▶ [Exercise brief] Please update the lines from the one that has "written like (464,479)." through the end of the records, changing "metal cross" to "iron cross" and keeping everything else the same. Give back only those lines, without the pictures.

▶ [Record list]
## BEGIN

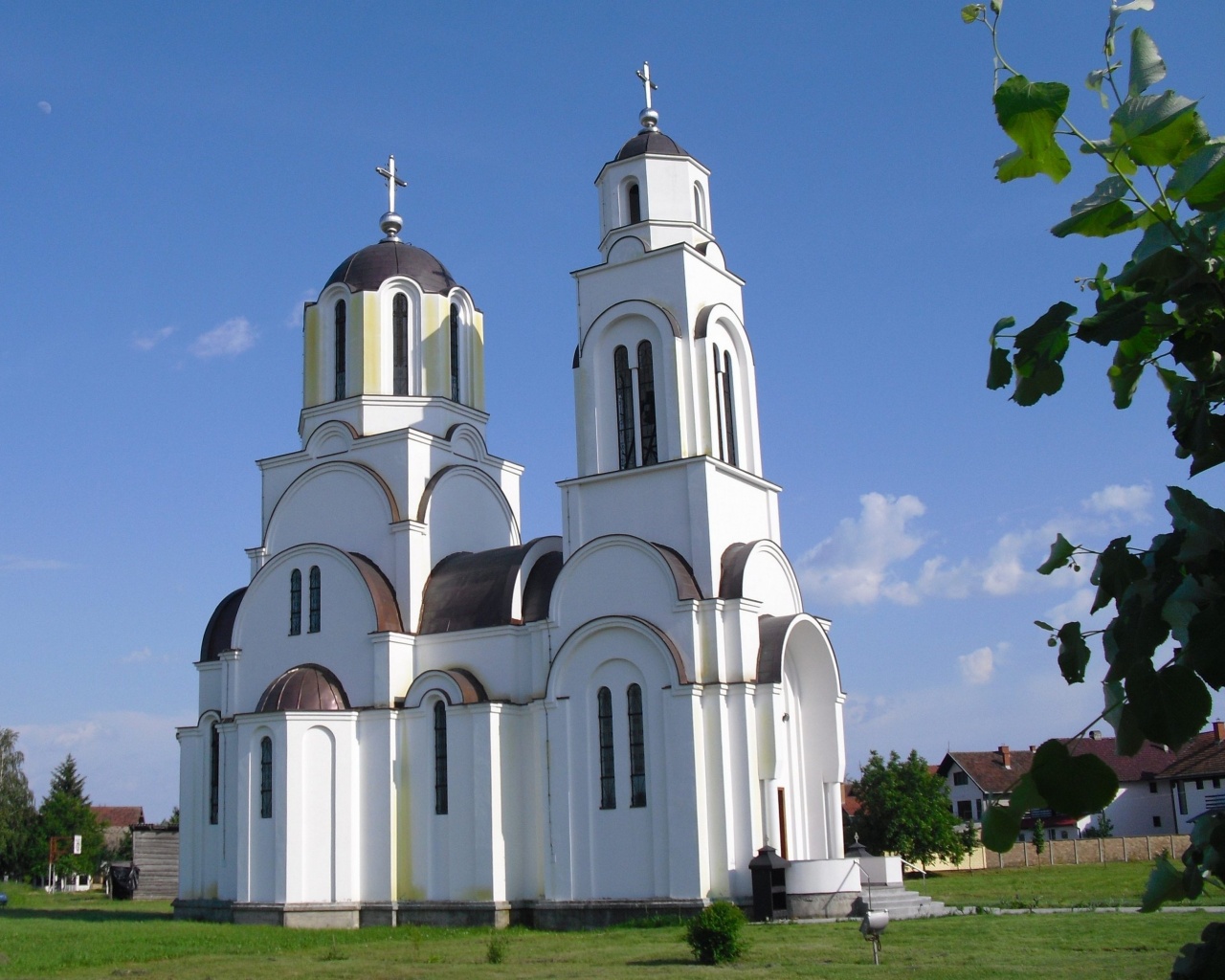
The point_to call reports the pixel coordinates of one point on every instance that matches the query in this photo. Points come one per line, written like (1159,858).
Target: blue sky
(176,180)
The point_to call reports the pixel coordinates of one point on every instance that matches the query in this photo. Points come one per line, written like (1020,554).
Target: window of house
(265,777)
(440,757)
(340,348)
(214,769)
(399,345)
(455,352)
(608,777)
(637,748)
(296,603)
(314,600)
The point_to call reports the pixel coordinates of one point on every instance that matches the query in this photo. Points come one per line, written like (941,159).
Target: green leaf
(1164,884)
(1201,178)
(1075,786)
(1101,214)
(1061,552)
(1155,129)
(1073,653)
(1171,704)
(1028,112)
(1148,66)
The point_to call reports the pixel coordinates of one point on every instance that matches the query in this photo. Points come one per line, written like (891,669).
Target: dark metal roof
(651,143)
(476,590)
(221,626)
(374,265)
(307,687)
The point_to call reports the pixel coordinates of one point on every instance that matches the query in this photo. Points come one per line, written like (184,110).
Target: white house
(411,714)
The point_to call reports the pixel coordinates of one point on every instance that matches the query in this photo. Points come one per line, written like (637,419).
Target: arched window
(440,757)
(608,777)
(340,349)
(455,352)
(296,603)
(647,405)
(628,452)
(399,345)
(637,748)
(214,772)
(265,777)
(314,599)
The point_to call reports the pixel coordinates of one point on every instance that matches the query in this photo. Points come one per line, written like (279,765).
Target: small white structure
(412,714)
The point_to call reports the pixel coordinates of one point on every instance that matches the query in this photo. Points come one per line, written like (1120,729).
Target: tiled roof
(119,816)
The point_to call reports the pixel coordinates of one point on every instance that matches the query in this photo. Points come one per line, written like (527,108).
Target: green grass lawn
(1049,887)
(69,936)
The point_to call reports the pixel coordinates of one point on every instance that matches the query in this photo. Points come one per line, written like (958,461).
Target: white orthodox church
(411,714)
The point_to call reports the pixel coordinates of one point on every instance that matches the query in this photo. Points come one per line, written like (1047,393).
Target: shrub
(714,934)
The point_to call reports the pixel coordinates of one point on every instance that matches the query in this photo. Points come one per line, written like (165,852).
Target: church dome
(368,268)
(307,687)
(651,141)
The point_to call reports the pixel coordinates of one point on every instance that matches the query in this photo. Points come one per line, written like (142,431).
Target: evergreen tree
(18,818)
(65,813)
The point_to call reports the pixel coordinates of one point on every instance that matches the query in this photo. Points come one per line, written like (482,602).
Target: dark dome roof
(375,263)
(307,687)
(651,143)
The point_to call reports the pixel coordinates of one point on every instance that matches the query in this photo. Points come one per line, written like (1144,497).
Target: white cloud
(21,564)
(151,340)
(978,666)
(852,567)
(232,337)
(1132,501)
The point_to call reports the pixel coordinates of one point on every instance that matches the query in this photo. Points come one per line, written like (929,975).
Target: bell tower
(664,380)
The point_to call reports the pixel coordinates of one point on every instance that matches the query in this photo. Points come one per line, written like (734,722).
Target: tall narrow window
(340,348)
(265,777)
(637,748)
(635,204)
(455,353)
(729,408)
(399,345)
(628,452)
(608,777)
(647,405)
(214,772)
(296,603)
(440,757)
(314,599)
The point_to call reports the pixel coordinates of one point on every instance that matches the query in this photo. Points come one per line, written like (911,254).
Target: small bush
(714,934)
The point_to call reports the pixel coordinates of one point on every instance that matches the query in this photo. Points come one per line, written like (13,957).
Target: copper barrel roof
(374,265)
(307,687)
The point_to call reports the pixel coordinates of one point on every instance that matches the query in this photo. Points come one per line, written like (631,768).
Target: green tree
(17,813)
(65,813)
(1163,314)
(904,810)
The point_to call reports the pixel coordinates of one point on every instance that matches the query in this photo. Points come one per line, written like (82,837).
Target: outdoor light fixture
(873,926)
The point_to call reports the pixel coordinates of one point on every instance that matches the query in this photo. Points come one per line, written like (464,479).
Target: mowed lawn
(1049,887)
(91,937)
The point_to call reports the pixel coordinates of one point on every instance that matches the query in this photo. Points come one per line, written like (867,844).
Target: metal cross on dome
(647,84)
(393,182)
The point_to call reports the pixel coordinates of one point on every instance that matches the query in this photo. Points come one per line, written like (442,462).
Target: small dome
(374,265)
(307,687)
(651,143)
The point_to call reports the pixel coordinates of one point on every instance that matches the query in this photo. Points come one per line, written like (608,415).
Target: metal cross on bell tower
(390,222)
(648,117)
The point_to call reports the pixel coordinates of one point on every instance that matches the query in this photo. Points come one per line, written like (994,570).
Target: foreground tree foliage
(904,810)
(1163,314)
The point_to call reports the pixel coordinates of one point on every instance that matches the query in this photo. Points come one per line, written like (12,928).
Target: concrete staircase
(898,902)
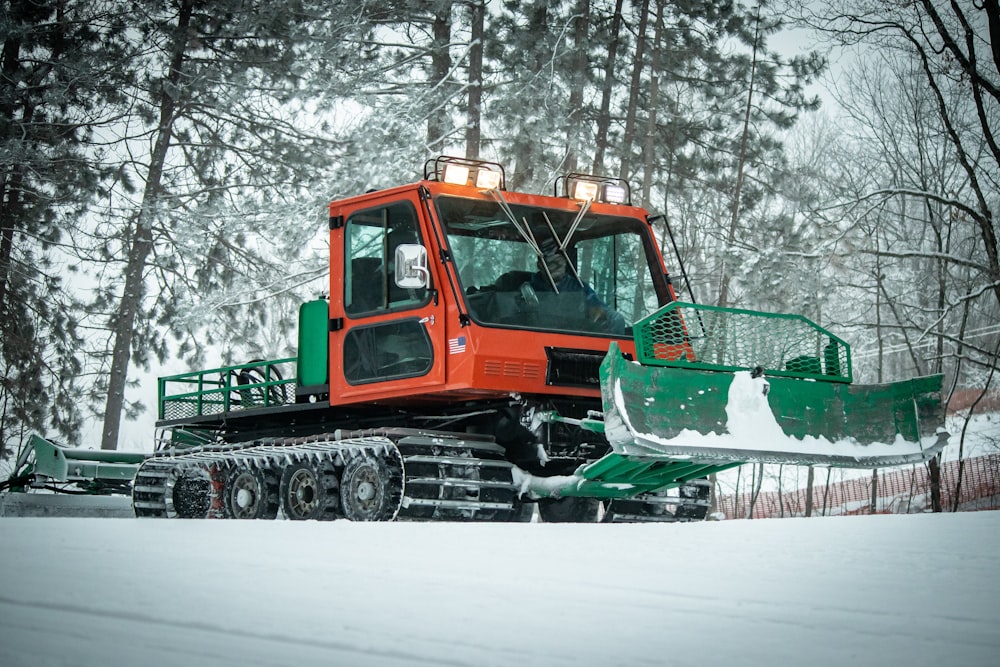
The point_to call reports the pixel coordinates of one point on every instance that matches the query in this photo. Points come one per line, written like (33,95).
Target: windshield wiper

## END

▶ [Response]
The point_to call reports the pixel coordinates of one point on every instance that matches the query in this photo. Points come one per line, written like (464,479).
Target: mowed lawn
(1049,887)
(91,937)
The point_to call reports the pixel coordinates of one point on every instance that matches the query in this photo. Points come one per line, written like (867,844).
Target: iron cross on dome
(647,84)
(393,182)
The point_to call reports the pixel coordinates of one point on every instance that matches the query in this photo. Points come one per line, written like (442,462).
Target: small dome
(374,265)
(307,687)
(651,143)
The point_to call reports the pixel coordinates of one point on every instance that matches the query in this photo. Points come one per line, written like (608,415).
Target: iron cross on bell tower
(390,222)
(648,117)
The point_to call reports the pixel coordinates of one point on every instance that matches the query in this photo. Points come one per line, written like (994,570).
Target: foreground tree foliage
(904,810)
(1163,314)
The point_to call reports the pixel coordinates of one point on every instance that matches the query in this photo. Points come one per line, written like (12,928).
Target: concrete staircase
(898,902)
The point_to call reports the pixel coordinates of one point on every instance that matches the query in this photo. Points come one per line, written like (33,95).
Target: windshield wiper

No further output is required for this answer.